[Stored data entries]
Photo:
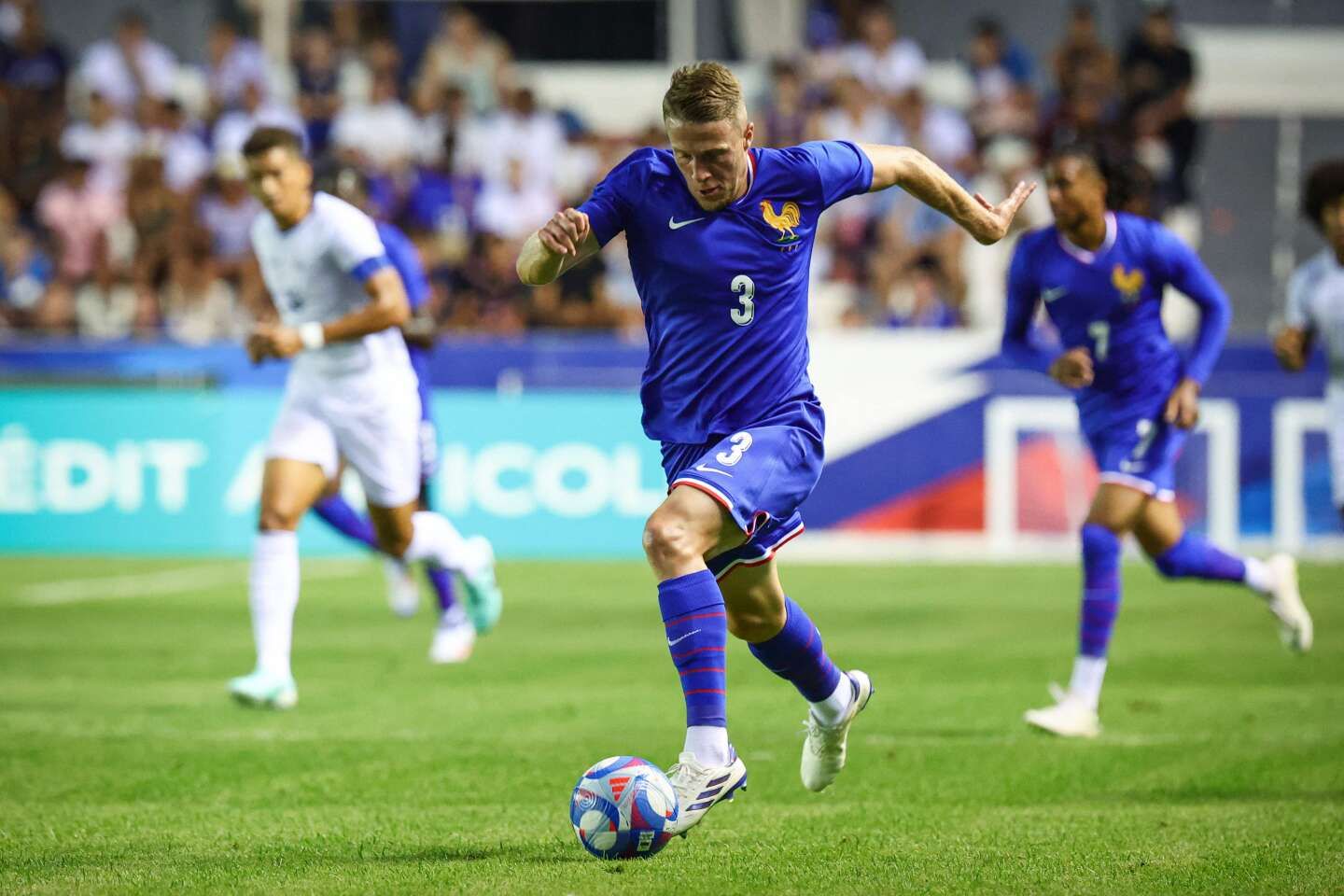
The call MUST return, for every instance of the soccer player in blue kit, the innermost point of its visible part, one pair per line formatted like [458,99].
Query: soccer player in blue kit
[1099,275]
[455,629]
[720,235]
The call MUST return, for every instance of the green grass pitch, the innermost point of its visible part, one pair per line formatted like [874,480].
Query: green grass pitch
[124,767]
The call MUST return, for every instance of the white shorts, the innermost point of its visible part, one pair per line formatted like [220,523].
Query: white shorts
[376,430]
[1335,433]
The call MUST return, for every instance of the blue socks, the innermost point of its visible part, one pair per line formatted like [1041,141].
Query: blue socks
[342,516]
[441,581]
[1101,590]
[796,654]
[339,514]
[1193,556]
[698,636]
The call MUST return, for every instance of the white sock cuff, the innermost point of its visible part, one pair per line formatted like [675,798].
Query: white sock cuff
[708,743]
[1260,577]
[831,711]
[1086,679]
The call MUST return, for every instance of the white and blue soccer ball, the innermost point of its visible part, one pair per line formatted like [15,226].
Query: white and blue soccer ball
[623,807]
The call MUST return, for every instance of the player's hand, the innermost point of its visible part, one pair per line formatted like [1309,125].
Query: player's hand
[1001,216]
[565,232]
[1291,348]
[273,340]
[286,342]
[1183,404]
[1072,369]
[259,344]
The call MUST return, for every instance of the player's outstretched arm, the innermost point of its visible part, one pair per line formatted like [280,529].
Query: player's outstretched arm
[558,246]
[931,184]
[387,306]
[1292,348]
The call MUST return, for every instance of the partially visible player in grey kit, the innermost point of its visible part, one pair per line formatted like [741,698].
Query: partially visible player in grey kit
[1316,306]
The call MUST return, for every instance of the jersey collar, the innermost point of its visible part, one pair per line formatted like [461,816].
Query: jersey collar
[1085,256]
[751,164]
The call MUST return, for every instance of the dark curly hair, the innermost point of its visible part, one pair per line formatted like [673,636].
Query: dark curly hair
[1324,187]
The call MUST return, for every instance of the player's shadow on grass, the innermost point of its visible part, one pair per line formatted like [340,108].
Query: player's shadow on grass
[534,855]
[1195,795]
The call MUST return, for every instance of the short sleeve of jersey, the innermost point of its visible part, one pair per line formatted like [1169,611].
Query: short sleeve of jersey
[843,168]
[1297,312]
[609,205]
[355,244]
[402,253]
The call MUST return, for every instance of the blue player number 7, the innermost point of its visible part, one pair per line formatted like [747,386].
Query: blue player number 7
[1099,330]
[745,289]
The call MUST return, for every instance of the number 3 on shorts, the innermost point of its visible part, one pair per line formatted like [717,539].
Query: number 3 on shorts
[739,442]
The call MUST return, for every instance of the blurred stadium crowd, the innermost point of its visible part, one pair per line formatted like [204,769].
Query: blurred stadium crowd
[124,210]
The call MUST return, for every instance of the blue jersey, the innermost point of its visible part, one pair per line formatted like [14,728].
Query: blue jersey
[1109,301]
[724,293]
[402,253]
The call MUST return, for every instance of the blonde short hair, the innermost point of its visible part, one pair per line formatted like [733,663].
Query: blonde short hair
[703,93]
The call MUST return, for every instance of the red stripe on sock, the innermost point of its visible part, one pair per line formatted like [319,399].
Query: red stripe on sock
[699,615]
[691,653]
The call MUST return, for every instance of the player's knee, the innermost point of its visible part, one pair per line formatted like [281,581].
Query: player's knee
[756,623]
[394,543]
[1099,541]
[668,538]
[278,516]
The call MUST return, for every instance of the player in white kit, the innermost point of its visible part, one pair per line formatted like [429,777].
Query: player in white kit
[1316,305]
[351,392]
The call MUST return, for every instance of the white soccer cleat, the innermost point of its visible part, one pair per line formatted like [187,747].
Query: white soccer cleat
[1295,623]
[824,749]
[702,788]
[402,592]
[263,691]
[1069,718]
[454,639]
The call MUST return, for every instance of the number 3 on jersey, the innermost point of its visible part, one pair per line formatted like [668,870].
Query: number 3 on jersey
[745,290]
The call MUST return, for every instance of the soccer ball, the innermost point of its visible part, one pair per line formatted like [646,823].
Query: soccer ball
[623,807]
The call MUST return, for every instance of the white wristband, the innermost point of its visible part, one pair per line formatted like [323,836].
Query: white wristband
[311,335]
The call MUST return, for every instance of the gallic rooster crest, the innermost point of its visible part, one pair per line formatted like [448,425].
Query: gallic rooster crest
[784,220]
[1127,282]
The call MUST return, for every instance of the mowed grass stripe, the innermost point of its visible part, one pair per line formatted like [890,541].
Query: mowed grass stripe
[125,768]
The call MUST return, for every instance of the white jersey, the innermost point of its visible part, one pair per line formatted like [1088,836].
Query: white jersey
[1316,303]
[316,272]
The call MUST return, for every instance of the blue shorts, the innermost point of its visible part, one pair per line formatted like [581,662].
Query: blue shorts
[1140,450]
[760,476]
---
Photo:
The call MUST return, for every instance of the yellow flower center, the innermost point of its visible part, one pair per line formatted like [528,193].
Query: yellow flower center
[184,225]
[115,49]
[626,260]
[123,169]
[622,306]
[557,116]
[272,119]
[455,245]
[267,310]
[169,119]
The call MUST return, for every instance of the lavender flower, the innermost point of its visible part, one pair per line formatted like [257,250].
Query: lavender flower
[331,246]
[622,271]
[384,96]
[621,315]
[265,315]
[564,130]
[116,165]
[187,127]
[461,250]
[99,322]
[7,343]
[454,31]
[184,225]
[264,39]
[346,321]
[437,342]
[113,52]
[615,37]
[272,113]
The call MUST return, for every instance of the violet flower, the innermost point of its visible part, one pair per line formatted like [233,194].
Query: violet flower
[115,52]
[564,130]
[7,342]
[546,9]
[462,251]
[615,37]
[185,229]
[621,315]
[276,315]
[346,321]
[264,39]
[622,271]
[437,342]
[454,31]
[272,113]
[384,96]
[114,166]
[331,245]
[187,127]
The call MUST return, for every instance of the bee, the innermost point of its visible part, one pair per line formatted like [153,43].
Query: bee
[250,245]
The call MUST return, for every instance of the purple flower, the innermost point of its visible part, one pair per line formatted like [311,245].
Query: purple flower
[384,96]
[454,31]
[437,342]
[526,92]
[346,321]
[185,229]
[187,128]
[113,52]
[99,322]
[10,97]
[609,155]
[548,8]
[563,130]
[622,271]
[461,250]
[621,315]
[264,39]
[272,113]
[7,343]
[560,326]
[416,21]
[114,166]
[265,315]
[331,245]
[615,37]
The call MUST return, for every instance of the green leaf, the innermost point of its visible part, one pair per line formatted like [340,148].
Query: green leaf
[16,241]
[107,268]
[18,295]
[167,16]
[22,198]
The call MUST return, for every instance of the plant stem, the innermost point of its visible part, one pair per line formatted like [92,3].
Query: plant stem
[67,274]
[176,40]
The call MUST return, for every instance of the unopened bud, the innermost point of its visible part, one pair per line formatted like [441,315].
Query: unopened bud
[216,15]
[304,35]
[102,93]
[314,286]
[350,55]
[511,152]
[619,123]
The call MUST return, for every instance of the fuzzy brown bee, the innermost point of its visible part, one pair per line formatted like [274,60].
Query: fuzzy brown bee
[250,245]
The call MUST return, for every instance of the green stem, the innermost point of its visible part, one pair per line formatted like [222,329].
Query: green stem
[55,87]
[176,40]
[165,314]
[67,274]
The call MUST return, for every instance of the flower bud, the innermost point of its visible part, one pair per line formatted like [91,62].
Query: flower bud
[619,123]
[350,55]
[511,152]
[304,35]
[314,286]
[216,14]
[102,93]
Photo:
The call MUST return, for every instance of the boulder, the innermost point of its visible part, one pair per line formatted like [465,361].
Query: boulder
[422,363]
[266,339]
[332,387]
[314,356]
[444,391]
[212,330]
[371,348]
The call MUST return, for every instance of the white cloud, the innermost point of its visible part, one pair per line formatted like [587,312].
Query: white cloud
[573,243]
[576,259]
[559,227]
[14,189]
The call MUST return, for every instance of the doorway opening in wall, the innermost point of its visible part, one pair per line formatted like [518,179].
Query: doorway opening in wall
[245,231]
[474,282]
---
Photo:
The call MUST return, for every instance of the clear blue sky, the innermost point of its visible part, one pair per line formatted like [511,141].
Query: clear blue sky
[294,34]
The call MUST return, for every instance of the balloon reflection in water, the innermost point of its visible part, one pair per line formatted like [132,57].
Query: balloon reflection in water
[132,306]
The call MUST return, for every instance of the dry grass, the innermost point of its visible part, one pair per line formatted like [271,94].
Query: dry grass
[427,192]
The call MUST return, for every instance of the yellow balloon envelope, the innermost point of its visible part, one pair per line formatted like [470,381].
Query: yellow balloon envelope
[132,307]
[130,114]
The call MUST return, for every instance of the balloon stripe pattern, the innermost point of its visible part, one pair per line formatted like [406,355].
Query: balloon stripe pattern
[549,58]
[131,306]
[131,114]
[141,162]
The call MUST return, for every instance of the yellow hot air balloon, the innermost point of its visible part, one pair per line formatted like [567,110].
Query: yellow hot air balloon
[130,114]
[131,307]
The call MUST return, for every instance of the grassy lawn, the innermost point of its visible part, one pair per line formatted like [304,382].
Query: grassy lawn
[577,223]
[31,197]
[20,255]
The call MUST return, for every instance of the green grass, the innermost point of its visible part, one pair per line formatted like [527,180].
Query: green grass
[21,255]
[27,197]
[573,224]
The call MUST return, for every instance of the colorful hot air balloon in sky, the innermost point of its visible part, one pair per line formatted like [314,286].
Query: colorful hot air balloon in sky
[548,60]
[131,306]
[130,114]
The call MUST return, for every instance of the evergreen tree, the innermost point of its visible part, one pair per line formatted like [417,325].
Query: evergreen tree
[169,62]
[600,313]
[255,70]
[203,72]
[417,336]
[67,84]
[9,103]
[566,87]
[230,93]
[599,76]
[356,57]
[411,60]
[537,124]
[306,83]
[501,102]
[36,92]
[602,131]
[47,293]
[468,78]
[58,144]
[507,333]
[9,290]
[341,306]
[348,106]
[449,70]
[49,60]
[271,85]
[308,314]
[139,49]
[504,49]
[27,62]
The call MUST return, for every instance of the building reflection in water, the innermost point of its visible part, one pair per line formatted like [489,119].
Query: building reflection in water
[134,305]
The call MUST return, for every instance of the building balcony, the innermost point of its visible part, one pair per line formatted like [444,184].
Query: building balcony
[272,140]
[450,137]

● **Goal of the exercise**: Look above for the line holding "Query: blue socks". Print it and every line after it, exactly, through the line holding "The call MUST return, for every instance of the short".

● **Response area**:
Query: blue socks
[342,516]
[441,581]
[1101,590]
[796,654]
[339,514]
[1193,556]
[698,636]
The call MUST return, for every instance of the white sock cuff, the innermost point of its visible part, one pair per line formatted like [675,798].
Query: white sock cuff
[708,743]
[1260,577]
[831,711]
[1086,679]
The call MUST return, for every instance of the white and blue soccer ball, the innermost point of its visible part, one pair per line formatted like [15,226].
Query: white and blue soccer ball
[623,807]
The call MUST return, for every instance of the player's hand, the innermost point of its visible part, one pair per line formatted like [1309,125].
Query: player's hand
[1001,216]
[565,232]
[1291,348]
[273,340]
[286,342]
[1183,404]
[1072,369]
[259,344]
The call MUST return, for every instance of the player's outstretched arm, the innermost point of its visible part, one pair per line formatted like [280,529].
Query: player's outstretched arm
[558,246]
[931,184]
[387,306]
[1292,348]
The call MUST return, for every instance of the partially visible player in grey kit, the innermost point of its visible part, one pair per line formatted like [741,698].
Query: partially visible player in grey kit
[1316,306]
The call MUST return, for every instance of the jersey collar, the innermost point of its visible part, one pair per line formatted like [461,816].
Query: jersey collar
[1085,256]
[751,164]
The call MUST return, for every instance of the dark curly hair, the innermost point of its visible part, one pair per line formatted like [673,636].
Query: dark curly hair
[1324,187]
The call MUST return, for every instance of the player's shadow on grass, the innermost point of its visible part, one pair per line formatted like [340,108].
Query: player's shadow on grass
[534,855]
[1195,795]
The call MUST return, for every instance of the short sleeve of jersey, the innermost point of its visible part, one pair per line formatted like [1169,611].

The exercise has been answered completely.